[Quellenauszug]
+ + + + +
Giovanni di Lorenzo, der der seit 30 Jahren "3nach9" moderiert, empfindet das ähnlich. "Die Gäste sind viel vorsichtiger geworden", sagte der 60-Jährige. "Umso mehr müssen sich Moderatoren abmühen, den Gästen etwas zu entlocken". Ihm zufolge haben viele Gäste schon Angst, bei der Sendung ein Glas Wein zu trinken – es könnte ja jemand die falschen Schlüsse daraus ziehen. Rakers berichtete von einer Sendung, bei der es Mettbrötchen gab, aber keiner zugriff. "Im Nachhinein haben einige gesagt, sie hätten gerne davon gegessen." Wegen möglicher Reaktionen von Tierschützern hätten sie verzichtet.

Zur Jubiläumssendung am kommenden Dienstag (19. November) werden der ehemalige Bundespräsident Christian Wulff, die Musikerinnen Sarah Connor und Anne-Sophie Mutter, der Komiker Helge Schneider, der Philosoph Richard David Precht und der Psychotherapeut Günter Franzen als Gäste erwartet. Die Talkshow wird ab 22.45 Uhr im Ersten gezeigt.
+ + + + +
[Einträge des Datensatzes]

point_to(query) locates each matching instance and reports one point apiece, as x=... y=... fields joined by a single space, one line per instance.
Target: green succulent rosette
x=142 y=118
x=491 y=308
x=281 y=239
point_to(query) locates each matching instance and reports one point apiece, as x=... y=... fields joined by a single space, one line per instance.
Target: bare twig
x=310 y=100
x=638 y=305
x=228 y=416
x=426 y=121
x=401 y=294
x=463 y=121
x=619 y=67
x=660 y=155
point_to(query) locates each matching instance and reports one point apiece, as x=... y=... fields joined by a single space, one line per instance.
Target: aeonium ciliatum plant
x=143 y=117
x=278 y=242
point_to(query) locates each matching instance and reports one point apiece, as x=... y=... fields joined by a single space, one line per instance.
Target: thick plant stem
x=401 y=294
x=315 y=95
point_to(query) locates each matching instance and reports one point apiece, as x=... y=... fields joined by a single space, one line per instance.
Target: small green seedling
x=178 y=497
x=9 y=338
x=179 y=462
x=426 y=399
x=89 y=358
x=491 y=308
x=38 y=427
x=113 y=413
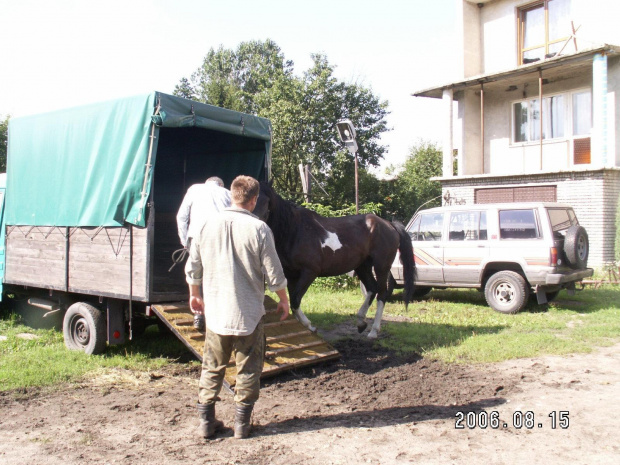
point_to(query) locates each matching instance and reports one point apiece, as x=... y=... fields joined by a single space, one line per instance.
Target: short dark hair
x=244 y=189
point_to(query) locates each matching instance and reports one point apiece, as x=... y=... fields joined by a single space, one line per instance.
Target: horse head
x=264 y=203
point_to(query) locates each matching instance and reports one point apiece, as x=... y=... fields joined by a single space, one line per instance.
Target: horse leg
x=382 y=276
x=376 y=325
x=364 y=273
x=297 y=289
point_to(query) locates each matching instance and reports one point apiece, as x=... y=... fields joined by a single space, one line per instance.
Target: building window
x=544 y=27
x=527 y=119
x=565 y=116
x=582 y=126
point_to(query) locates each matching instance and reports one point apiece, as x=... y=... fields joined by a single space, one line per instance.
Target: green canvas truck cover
x=93 y=165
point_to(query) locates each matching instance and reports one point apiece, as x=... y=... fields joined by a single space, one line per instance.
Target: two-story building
x=502 y=144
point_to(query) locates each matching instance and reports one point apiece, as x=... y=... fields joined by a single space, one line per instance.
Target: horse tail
x=406 y=257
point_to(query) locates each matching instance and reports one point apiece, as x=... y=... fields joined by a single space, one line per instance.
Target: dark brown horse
x=310 y=245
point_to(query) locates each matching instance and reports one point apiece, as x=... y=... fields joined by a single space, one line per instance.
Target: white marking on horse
x=332 y=241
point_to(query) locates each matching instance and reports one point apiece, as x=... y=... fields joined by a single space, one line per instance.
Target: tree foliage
x=4 y=130
x=256 y=78
x=413 y=186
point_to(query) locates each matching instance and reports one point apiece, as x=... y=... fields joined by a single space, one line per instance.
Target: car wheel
x=506 y=292
x=421 y=291
x=576 y=247
x=84 y=328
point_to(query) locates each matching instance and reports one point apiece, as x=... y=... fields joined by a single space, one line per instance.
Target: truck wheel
x=506 y=292
x=84 y=328
x=576 y=247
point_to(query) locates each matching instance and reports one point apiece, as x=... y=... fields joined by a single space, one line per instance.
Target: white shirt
x=200 y=202
x=232 y=257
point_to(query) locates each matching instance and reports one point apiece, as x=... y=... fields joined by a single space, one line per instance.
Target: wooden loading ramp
x=289 y=344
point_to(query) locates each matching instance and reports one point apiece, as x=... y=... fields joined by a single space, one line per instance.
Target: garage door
x=516 y=194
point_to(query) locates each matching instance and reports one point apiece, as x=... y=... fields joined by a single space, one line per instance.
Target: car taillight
x=553 y=257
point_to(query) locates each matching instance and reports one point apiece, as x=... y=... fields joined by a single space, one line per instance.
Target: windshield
x=561 y=218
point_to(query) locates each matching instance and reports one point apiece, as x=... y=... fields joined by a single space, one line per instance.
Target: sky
x=57 y=54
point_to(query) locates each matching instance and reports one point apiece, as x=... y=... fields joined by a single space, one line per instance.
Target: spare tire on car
x=576 y=247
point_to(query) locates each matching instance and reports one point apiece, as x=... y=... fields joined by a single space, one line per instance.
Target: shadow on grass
x=155 y=342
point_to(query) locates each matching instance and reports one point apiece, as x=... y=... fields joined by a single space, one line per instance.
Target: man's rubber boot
x=243 y=415
x=209 y=426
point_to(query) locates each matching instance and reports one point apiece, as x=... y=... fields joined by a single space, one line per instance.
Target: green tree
x=4 y=129
x=413 y=187
x=256 y=78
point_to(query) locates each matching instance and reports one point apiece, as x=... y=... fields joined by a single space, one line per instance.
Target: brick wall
x=593 y=194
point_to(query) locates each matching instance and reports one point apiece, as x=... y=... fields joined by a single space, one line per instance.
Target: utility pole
x=346 y=131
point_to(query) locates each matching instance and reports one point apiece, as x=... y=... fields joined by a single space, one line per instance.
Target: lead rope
x=177 y=257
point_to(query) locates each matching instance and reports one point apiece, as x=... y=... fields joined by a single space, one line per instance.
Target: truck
x=88 y=218
x=90 y=201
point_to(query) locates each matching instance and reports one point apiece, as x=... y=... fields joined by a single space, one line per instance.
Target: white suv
x=508 y=250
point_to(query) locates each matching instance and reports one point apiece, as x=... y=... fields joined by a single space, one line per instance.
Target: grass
x=35 y=358
x=455 y=326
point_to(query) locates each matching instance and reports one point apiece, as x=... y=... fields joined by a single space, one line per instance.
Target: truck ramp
x=289 y=344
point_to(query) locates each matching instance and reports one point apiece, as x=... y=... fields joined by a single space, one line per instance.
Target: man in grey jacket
x=231 y=258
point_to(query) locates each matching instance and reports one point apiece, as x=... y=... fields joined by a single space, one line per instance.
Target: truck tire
x=84 y=328
x=506 y=292
x=576 y=247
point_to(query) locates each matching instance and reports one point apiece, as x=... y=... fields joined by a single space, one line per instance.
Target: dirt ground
x=369 y=407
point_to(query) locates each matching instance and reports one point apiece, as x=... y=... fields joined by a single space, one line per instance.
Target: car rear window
x=468 y=226
x=427 y=227
x=561 y=218
x=518 y=224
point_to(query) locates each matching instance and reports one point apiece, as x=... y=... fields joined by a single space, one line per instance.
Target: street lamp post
x=346 y=131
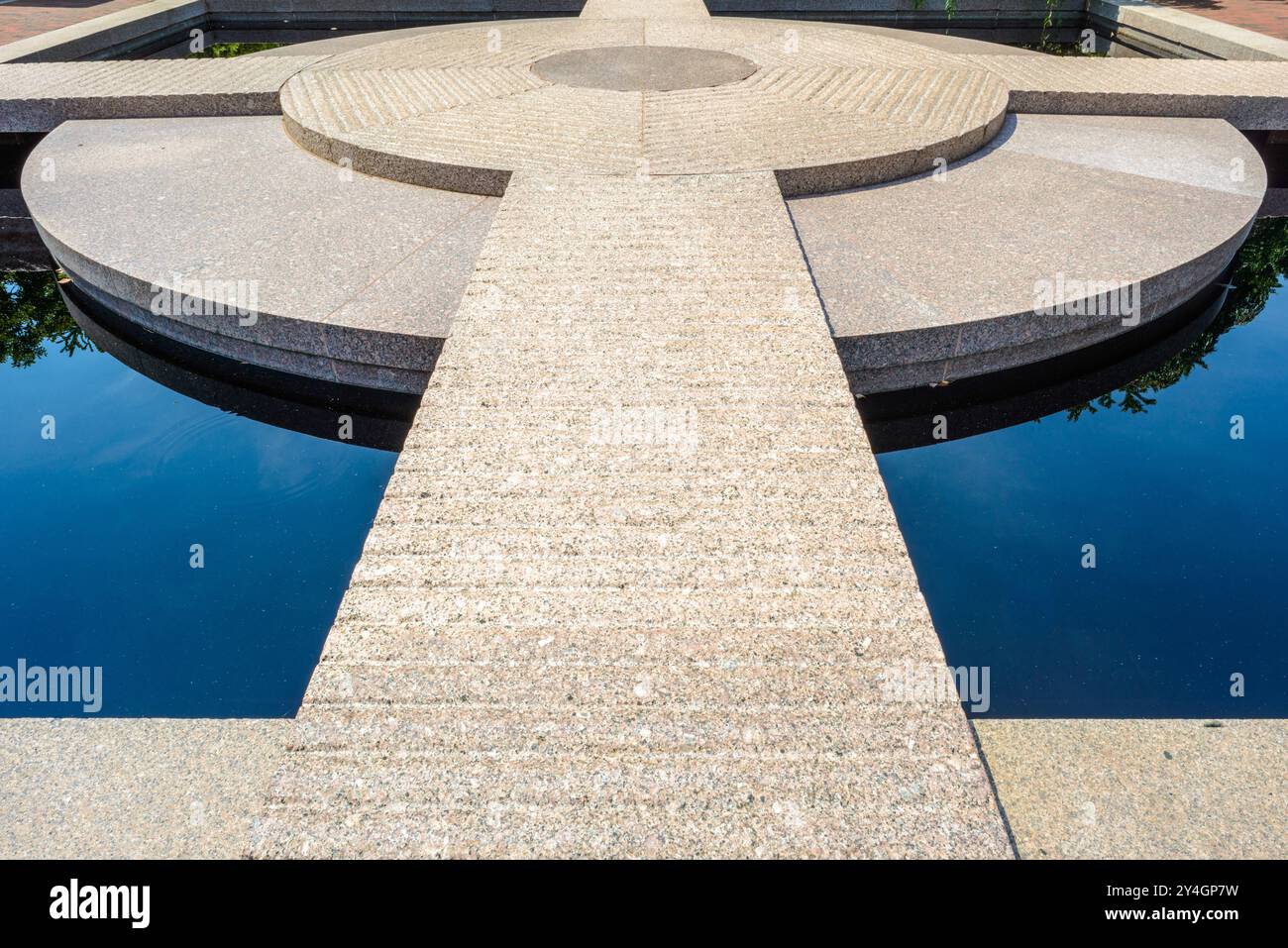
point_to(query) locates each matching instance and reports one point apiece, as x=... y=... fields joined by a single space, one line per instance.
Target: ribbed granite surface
x=1142 y=789
x=822 y=107
x=635 y=579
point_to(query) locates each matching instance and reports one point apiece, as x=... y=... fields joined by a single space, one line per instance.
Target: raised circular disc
x=464 y=107
x=643 y=68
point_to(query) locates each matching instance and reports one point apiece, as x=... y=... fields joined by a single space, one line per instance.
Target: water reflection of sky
x=1190 y=533
x=98 y=523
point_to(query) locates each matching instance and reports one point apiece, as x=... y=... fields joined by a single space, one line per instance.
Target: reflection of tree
x=31 y=314
x=227 y=51
x=1257 y=269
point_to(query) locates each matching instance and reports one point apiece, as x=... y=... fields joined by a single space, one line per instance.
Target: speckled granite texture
x=1142 y=790
x=938 y=278
x=824 y=107
x=635 y=578
x=95 y=789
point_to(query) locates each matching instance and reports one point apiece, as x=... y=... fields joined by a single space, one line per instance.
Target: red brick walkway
x=1269 y=17
x=25 y=18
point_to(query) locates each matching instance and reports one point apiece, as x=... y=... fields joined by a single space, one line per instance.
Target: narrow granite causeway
x=635 y=579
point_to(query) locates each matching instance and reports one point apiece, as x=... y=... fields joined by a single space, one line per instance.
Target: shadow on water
x=1127 y=372
x=1111 y=543
x=380 y=419
x=172 y=518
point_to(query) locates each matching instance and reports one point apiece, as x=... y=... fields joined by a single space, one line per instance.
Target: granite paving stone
x=648 y=633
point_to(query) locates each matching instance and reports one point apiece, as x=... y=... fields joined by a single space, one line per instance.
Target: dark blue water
x=97 y=527
x=1189 y=527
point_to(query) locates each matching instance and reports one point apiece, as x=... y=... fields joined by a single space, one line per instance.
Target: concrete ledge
x=108 y=35
x=1247 y=94
x=1073 y=204
x=1163 y=31
x=342 y=277
x=38 y=97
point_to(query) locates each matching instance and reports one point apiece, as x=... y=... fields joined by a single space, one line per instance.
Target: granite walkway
x=603 y=609
x=1269 y=17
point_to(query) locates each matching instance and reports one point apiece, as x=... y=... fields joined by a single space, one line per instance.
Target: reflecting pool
x=112 y=483
x=1126 y=556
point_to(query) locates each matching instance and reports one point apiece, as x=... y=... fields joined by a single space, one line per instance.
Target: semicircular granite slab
x=823 y=107
x=222 y=235
x=1065 y=232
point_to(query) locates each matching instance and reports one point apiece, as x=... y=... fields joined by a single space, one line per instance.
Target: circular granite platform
x=643 y=68
x=823 y=107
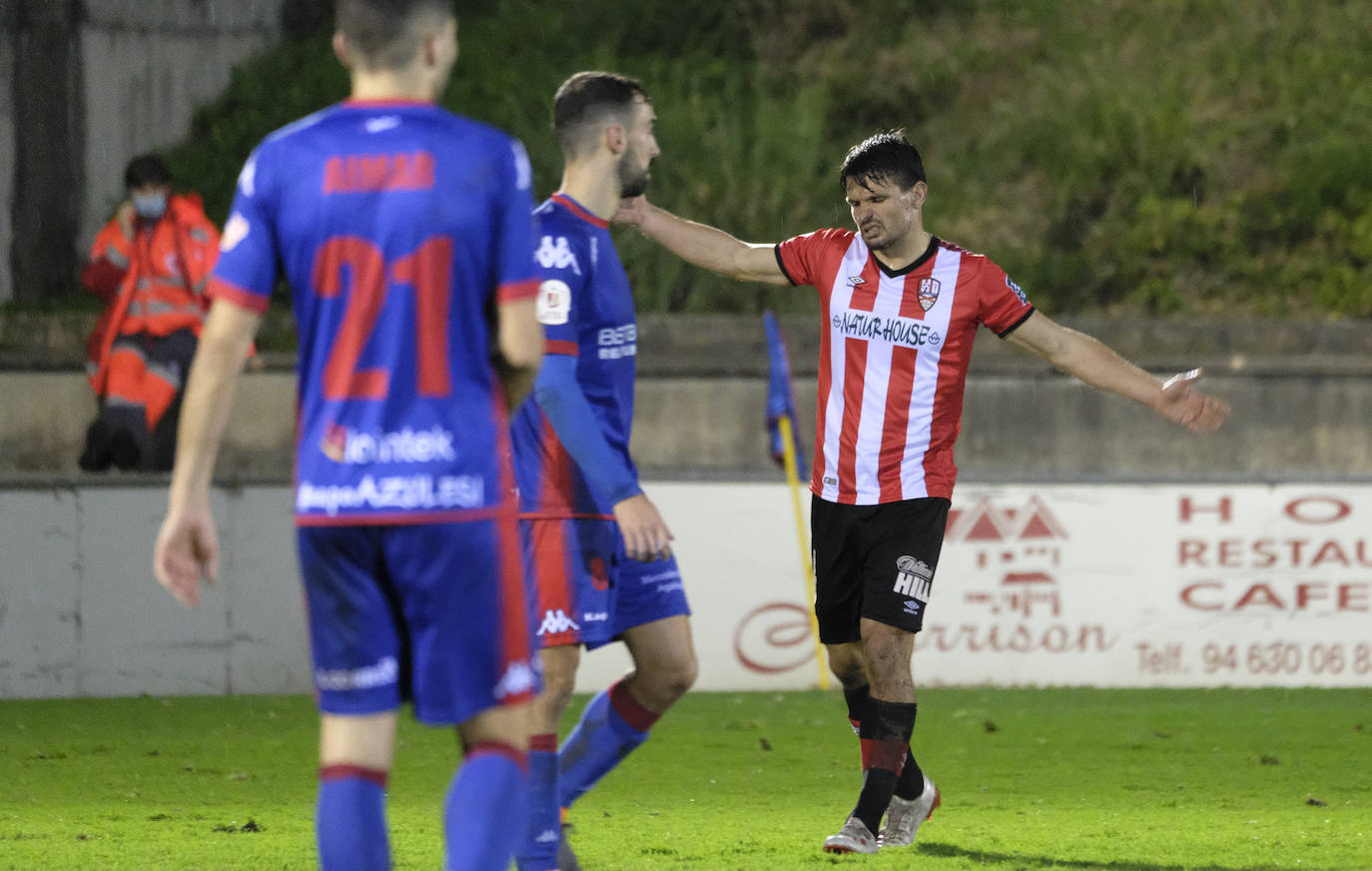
+ + + + +
[Übungsaufgaben]
[1] Übertragen Sie den folgenden Satz aus dem Quellenauszug ins Englische: „Die Talkshow wird ab 22.45 Uhr im Ersten gezeigt.“
[2] Wie lange moderiert Giovanni di Lorenzo laut dem Quellenauszug bereits „3nach9“?
[3] Schreiben Sie eine Passage aus dem Quellenauszug wortgetreu ab. Setzen Sie bei den Wörtern „Giovanni di Lorenzo, der“ ein und enden Sie nach „hätten sie verzichtet.“.

[Vollständige Lösungen]
[1] The talk show will be broadcast on Das Erste starting at 10:45 p.m.

[2] Seit 30 Jahren.

[3]
Giovanni di Lorenzo, der der seit 30 Jahren "3nach9" moderiert, empfindet das ähnlich. "Die Gäste sind viel vorsichtiger geworden", sagte der 60-Jährige. "Umso mehr müssen sich Moderatoren abmühen, den Gästen etwas zu entlocken". Ihm zufolge haben viele Gäste schon Angst, bei der Sendung ein Glas Wein zu trinken – es könnte ja jemand die falschen Schlüsse daraus ziehen. Rakers berichtete von einer Sendung, bei der es Mettbrötchen gab, aber keiner zugriff. "Im Nachhinein haben einige gesagt, sie hätten gerne davon gegessen." Wegen möglicher Reaktionen von Tierschützern hätten sie verzichtet.